Given exercise –
Reproduce all the material below with "keypoint" swapped for "marker" and everything else unchanged. Leave the pictures out of your answer.
### Records provided ###
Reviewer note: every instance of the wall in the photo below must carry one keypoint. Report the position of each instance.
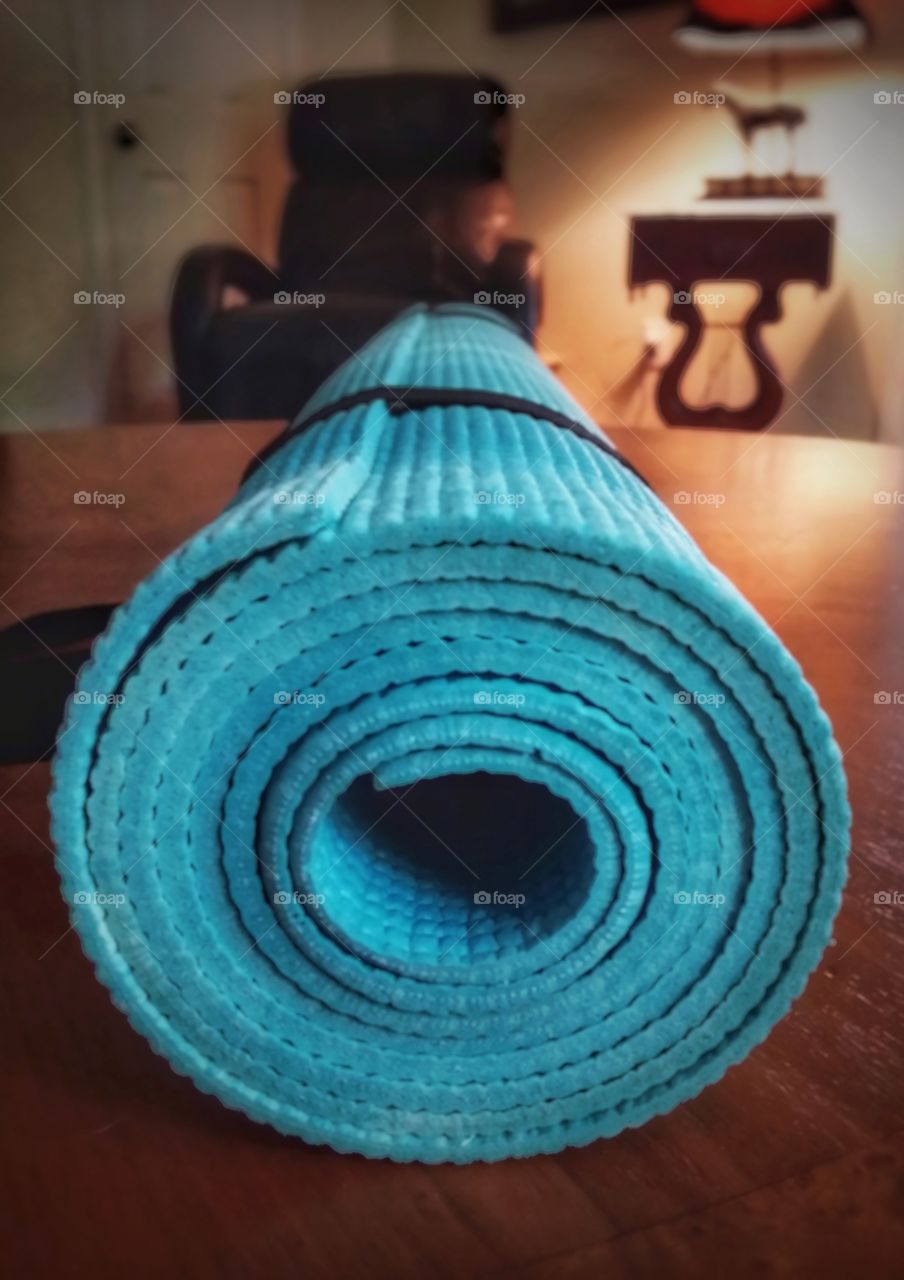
(599, 137)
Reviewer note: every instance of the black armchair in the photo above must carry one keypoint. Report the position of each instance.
(400, 199)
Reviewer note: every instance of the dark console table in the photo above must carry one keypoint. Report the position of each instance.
(765, 250)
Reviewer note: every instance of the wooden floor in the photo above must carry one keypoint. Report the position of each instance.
(790, 1166)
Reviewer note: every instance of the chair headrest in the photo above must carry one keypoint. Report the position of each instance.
(397, 124)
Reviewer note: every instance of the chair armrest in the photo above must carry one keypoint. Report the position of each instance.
(201, 279)
(514, 278)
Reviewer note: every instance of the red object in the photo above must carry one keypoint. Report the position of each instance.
(762, 13)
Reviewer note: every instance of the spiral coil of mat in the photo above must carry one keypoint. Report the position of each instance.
(439, 800)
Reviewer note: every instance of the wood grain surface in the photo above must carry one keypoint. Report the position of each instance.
(790, 1166)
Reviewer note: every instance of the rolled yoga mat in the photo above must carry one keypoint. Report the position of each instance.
(441, 800)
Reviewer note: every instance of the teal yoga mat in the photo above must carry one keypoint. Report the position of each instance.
(441, 800)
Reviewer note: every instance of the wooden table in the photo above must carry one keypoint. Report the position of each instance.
(790, 1166)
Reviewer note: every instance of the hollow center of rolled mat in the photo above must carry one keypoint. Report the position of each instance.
(461, 869)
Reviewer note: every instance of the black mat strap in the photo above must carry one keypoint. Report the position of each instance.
(400, 400)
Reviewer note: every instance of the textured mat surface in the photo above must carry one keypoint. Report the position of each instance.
(439, 800)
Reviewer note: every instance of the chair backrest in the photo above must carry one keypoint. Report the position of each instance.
(383, 163)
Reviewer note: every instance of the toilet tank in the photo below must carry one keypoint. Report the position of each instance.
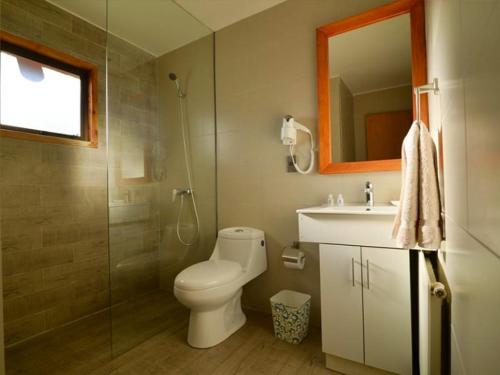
(243, 245)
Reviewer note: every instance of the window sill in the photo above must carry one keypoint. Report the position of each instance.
(47, 138)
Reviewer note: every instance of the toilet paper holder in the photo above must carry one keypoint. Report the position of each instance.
(292, 257)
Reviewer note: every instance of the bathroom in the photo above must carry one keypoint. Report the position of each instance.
(180, 106)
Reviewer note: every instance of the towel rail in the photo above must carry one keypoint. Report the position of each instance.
(424, 89)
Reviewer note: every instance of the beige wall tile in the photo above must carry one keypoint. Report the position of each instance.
(265, 70)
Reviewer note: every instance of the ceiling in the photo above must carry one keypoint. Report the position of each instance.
(218, 14)
(160, 26)
(373, 57)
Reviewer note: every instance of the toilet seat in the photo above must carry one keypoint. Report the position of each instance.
(208, 274)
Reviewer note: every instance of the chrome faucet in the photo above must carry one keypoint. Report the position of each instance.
(370, 200)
###
Answer to this task –
Reviewer note: every instance of the wall in the photo below must carry one marker. Report the position of each instance.
(599, 137)
Reviewer note: every instance of the black armchair in the photo above must carry one marker. Report the position of each instance.
(400, 199)
Reviewer note: every instance of the dark console table in the photo above must carry one marker. Report the position of each instance.
(765, 250)
Reviewer note: every instance of the wooden floor in the photo above must carry one marker. Report the position of each instance.
(790, 1166)
Reviewer note: every instance of the chair headrest in the photo above must carry one marker. Report the position of each instance.
(397, 124)
Reviewer note: every instance of the chair armrest in the photo above must carry one marker. Report the position of each instance.
(201, 279)
(514, 278)
Reviewer note: every instance of the red object in the photo above must carry one marker. Report the position of each instance.
(762, 13)
Reviewer note: every instance of the spiral coil of mat in the photo above must carry one marker. Report the position of each instance.
(439, 800)
Reviewer note: every instance of the wood grain surface in the photo above must carry one marker. Report the position of each instance.
(790, 1166)
Reviewer note: every instance of the rolled yoga mat in the photo above must carry one marker. Report the position of each instance.
(441, 800)
Reviewer note: every instance of the teal yoga mat in the photo above must carry one marker. Report the position of each instance.
(441, 800)
Reviewer note: every instance of the wooden table in the photo above must carry one marker. Report the position of each instance.
(790, 1166)
Reviewer note: every instance of the hollow center of rolled mat in the photo above must carry one marker. Report the position of each instance.
(461, 869)
Reviewer note: every instance of the black mat strap in the photo above must carry one marker. Report the position of each instance.
(400, 400)
Reviewer note: every instance of the textured mat surface in the photo above must carry one marker. Report the position of each instance.
(439, 800)
Reviewer note: every instance of the chair backrest in the photo above must carry one marker. Report the position of each instance.
(383, 163)
Reviewer note: every instance of the toilet tank in the photo below must carry one marker. Report the position of each instance.
(243, 245)
Reviewer note: every instance of the window sill in the photo above must carry one marker. Report the position of each instance.
(47, 138)
Reviewer note: every instance of the toilet paper holder in the photo above must carry one marker. Report the position of each instance.
(292, 257)
Reviewer note: every instance of the bathroom in the photo above must carry one marker. Report the position of each instance.
(180, 106)
Reviewer note: every instance of the towel rail in the photo above must carry one marker. Report the position of each instance.
(424, 89)
Reviewer note: every instance of the beige wall tile in the photo above must carry one marker. Report the position of each instance.
(265, 70)
Reviewer note: every instance of the ceiling in the photo above must carry one marker. Report the position of each instance.
(218, 14)
(160, 26)
(373, 57)
Reviewer note: every instance of the toilet seat in the photo above must carry one marker. Report the position of each instance.
(208, 274)
Reviewer note: every instance of the chrome faucet in the photo above must carry one marker. Report the position of each instance.
(370, 200)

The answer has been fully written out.